Task details » All of the entries below need to be repeated exactly.

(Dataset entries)
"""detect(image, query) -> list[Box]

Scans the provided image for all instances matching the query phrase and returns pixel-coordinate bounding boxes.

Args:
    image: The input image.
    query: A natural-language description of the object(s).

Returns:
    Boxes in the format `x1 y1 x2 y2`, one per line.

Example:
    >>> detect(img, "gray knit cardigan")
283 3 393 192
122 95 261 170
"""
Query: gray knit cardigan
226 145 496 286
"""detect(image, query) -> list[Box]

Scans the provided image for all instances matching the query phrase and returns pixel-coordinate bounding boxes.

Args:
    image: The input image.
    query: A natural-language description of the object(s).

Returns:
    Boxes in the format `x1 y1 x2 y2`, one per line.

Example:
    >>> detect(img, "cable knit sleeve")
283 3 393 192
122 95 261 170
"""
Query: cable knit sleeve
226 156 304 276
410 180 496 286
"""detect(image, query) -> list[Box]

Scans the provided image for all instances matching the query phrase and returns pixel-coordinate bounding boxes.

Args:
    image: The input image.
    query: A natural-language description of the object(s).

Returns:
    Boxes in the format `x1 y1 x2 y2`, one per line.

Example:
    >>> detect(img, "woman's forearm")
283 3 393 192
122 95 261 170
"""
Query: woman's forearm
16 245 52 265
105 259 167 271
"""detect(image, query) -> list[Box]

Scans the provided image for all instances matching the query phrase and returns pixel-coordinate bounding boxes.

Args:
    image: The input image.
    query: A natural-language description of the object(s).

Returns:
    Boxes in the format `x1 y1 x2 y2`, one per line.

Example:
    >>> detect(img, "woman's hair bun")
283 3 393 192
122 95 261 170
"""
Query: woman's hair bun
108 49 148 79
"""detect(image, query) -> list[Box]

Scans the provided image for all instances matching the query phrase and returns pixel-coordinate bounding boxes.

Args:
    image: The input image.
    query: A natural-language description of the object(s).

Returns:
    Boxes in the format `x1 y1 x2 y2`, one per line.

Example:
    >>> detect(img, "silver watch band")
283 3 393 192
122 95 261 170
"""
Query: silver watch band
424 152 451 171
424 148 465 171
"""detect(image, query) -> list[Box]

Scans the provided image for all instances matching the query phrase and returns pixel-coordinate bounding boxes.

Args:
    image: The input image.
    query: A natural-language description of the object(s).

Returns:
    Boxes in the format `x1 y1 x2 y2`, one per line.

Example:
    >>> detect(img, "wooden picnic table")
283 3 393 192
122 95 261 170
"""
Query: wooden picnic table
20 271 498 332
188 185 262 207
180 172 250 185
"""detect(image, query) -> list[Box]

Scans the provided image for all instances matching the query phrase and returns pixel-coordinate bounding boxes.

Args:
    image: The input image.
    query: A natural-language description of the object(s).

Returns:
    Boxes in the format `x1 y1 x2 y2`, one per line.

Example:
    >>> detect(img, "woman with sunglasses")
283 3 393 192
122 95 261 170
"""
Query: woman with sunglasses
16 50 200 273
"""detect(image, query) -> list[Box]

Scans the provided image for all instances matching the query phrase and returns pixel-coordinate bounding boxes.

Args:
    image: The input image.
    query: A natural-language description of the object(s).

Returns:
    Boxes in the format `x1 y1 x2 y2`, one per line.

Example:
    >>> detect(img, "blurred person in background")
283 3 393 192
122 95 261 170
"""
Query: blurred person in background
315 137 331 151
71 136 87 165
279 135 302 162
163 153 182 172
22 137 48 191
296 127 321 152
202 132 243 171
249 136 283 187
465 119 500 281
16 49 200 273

Result of this task »
"""detect(image, query) -> list[Box]

Scans the provided image for all instances matching the query phrase and returns pixel-coordinate bounding boxes.

Args:
    image: The input image.
    query: A natural-language description of the object(s).

Returns:
    Boxes in the format `x1 y1 x2 y2`, one per line.

Example:
    >>> detect(img, "gray knit cardigan")
283 3 393 192
122 95 261 170
"""
Query: gray knit cardigan
226 145 496 286
"""detect(image, query) -> list[Box]

Scans the provided image for all instances matching the query phrase and returns pixel-coordinate bounding boxes.

Args:
    image: The input image.
    query: A natural-language description of the object(s).

Returns:
    Boxes in the format `x1 y1 x2 y2`, one per line.

Example:
    >>> detect(img, "cable knit sleeve")
283 3 393 192
122 95 261 170
"""
Query: cable knit sleeve
226 156 304 276
410 180 496 286
"""detect(image, query) -> list[Box]

Scans the provided image for all instances matching the query phrase and returns pixel-coordinate bounding boxes.

Args:
    image: The input image.
    query: A natural-language description of the object(s).

Returns:
    Boxes in the format `x1 y1 x2 y2`, one per line.

Example:
    >>> detect(img, "woman's forearm")
283 3 393 192
122 95 261 170
"""
Query: woman's forearm
16 245 52 265
105 259 167 271
"""detect(image, query) -> list[Box]

Scans the provided image for all instances matching the query phrase and returns pixel-coordinate bounding boxes.

Args:
    image: The input image.
    query: A natural-language description of the object(s).

Returns:
    Boxes in the format `x1 y1 x2 y2`, one per line.

Example:
    >>> detect(img, "woman's hair bun")
283 3 393 192
122 95 261 170
"""
Query: woman's hair bun
108 49 148 79
"""detect(image, query) -> list[Box]

Scans the provided image for all instances matching the query phrase and returns pixel-coordinate bounding boxes.

Args:
    image: The input image.
    query: A natural-language description of the object(s).

Returns:
    Boxes in the format `x1 y1 x2 y2`, one per line.

Example:
    >>> detect(img, "silver watch band")
283 3 393 192
122 95 261 170
"""
Query: silver watch band
424 152 451 171
424 148 465 171
"""detect(image, query) -> list[Box]

Scans the provided image for all instances matching the query phrase and returns pixel-coordinate bounding boxes.

Args:
    image: The input image.
    query: A natural-language description of the object(s).

Returns:
    Boxes in the format `x1 y1 x2 y2`, one per line.

Example:
    >>> detect(img, "wooden picnic table")
283 3 393 192
122 95 261 170
"""
Query: wooden picnic table
20 271 498 332
188 185 262 207
180 172 250 185
"""detect(image, query) -> list[Box]

Scans the provided image for all instances matching the query phrase and returns pixel-coordinate bounding boxes.

Args:
    image: The input image.
    query: A natural-language description of the object(s).

Returns:
    Boxes in the format `x1 y1 x2 y2`, one per line.

Example:
    >>> detect(img, "woman with sunglasses")
283 3 393 192
122 95 261 170
"""
Query: woman with sunglasses
16 50 200 273
"""detect(image, query) -> list[Box]

Scans the provided image for all instances matching the query phrase and returns pixel-coordinate bounding boxes.

Args:
    image: The input image.
    query: A natural-language description of the object(s).

Returns:
    Boxes in the format `x1 y1 x2 y2`, one per line.

Example:
    >>> detect(img, "blurred person in background")
283 3 393 192
122 95 261 170
"""
Query: blurred person in background
315 137 331 151
71 136 87 165
279 135 302 162
163 153 182 172
22 137 48 191
296 127 321 152
202 132 243 171
249 136 283 187
465 119 500 281
16 49 200 273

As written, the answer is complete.